_MATERIAL FOR THIS TASK_:
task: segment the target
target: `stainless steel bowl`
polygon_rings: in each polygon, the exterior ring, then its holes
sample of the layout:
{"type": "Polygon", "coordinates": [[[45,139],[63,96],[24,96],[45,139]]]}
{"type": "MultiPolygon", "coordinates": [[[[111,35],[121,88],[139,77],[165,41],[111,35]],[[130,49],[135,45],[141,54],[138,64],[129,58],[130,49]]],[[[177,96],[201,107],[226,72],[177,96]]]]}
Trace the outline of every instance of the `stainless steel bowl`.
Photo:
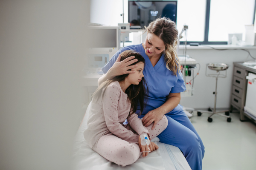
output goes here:
{"type": "Polygon", "coordinates": [[[227,64],[218,62],[209,63],[207,65],[207,66],[209,69],[216,71],[226,70],[229,67],[229,65],[227,64]]]}

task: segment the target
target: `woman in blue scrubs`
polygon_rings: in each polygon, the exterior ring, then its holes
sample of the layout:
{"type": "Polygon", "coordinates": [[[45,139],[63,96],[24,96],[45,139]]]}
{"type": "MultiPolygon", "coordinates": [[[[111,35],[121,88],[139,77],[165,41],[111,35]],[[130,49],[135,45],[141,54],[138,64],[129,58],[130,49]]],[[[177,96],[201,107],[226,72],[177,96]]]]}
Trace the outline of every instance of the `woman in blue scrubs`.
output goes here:
{"type": "MultiPolygon", "coordinates": [[[[146,29],[144,43],[119,50],[102,68],[105,74],[98,84],[117,75],[134,73],[130,69],[136,65],[129,66],[136,62],[132,60],[134,57],[120,62],[119,54],[127,50],[139,52],[145,59],[143,74],[149,91],[146,108],[140,116],[143,118],[143,125],[147,127],[154,122],[154,129],[165,115],[168,125],[157,136],[160,142],[179,147],[192,170],[201,170],[204,147],[179,104],[180,92],[186,87],[175,52],[178,35],[176,25],[163,17],[152,21],[146,29]]],[[[139,112],[139,106],[138,108],[137,113],[139,112]]]]}

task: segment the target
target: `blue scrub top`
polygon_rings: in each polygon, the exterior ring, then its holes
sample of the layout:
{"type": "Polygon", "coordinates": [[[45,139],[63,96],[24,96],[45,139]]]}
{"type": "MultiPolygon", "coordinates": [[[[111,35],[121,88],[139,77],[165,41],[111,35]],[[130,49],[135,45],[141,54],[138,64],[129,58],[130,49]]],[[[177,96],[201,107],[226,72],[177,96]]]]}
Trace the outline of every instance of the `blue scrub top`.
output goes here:
{"type": "MultiPolygon", "coordinates": [[[[154,67],[153,66],[148,56],[145,53],[142,44],[132,45],[120,49],[114,55],[109,62],[102,68],[104,74],[113,65],[116,59],[122,52],[133,50],[139,52],[145,59],[145,65],[143,74],[148,88],[148,97],[145,108],[140,117],[149,111],[163,105],[166,101],[166,97],[170,93],[182,92],[186,90],[186,86],[181,71],[177,72],[177,76],[173,75],[173,72],[167,69],[164,56],[163,54],[154,67]]],[[[140,108],[138,106],[137,113],[140,112],[140,108]]],[[[170,113],[175,114],[182,110],[182,106],[178,105],[170,113]]]]}

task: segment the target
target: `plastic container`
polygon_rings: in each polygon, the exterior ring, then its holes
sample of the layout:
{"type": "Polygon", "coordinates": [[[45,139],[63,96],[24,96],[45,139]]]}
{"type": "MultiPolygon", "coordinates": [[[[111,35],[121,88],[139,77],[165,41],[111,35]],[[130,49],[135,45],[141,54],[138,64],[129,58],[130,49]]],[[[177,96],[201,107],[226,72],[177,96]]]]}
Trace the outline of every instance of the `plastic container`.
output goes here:
{"type": "Polygon", "coordinates": [[[246,79],[248,82],[244,111],[256,118],[256,74],[249,73],[246,79]]]}
{"type": "Polygon", "coordinates": [[[231,39],[232,40],[232,43],[231,44],[232,45],[236,45],[237,43],[237,38],[236,37],[235,35],[233,35],[233,37],[231,39]]]}

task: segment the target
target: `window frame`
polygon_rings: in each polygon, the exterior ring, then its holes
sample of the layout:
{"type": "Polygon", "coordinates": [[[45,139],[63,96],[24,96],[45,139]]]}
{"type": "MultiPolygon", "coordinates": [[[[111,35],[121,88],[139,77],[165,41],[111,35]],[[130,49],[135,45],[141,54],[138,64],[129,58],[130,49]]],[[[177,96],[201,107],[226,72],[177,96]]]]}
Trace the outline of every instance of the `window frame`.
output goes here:
{"type": "MultiPolygon", "coordinates": [[[[187,44],[190,43],[197,43],[200,45],[227,45],[227,41],[208,41],[209,34],[209,23],[210,18],[210,7],[211,6],[211,0],[206,0],[206,12],[205,15],[205,25],[204,27],[204,41],[187,41],[187,44]]],[[[255,12],[256,11],[256,0],[254,3],[254,12],[253,15],[253,23],[254,24],[255,19],[255,12]]],[[[180,44],[184,44],[184,41],[180,41],[180,44]]]]}

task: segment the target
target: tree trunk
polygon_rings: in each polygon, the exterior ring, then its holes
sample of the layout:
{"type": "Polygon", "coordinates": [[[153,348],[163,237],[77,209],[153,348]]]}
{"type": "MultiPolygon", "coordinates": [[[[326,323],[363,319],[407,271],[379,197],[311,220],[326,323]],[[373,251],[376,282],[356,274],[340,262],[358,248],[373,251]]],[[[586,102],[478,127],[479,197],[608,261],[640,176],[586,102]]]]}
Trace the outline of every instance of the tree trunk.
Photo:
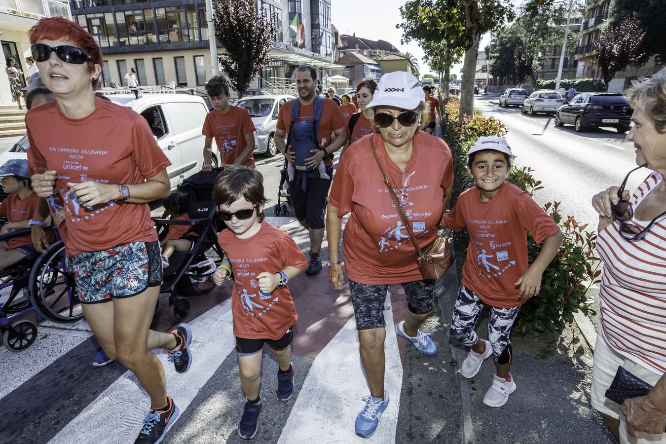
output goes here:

_DO THIS_:
Report every line of the entries above that contains the word "container", copying each line in full. Matches must have the same case.

_ANSWER FOR THE TASK_:
target: `plastic container`
Trace the outline of every instance of the `plastic container`.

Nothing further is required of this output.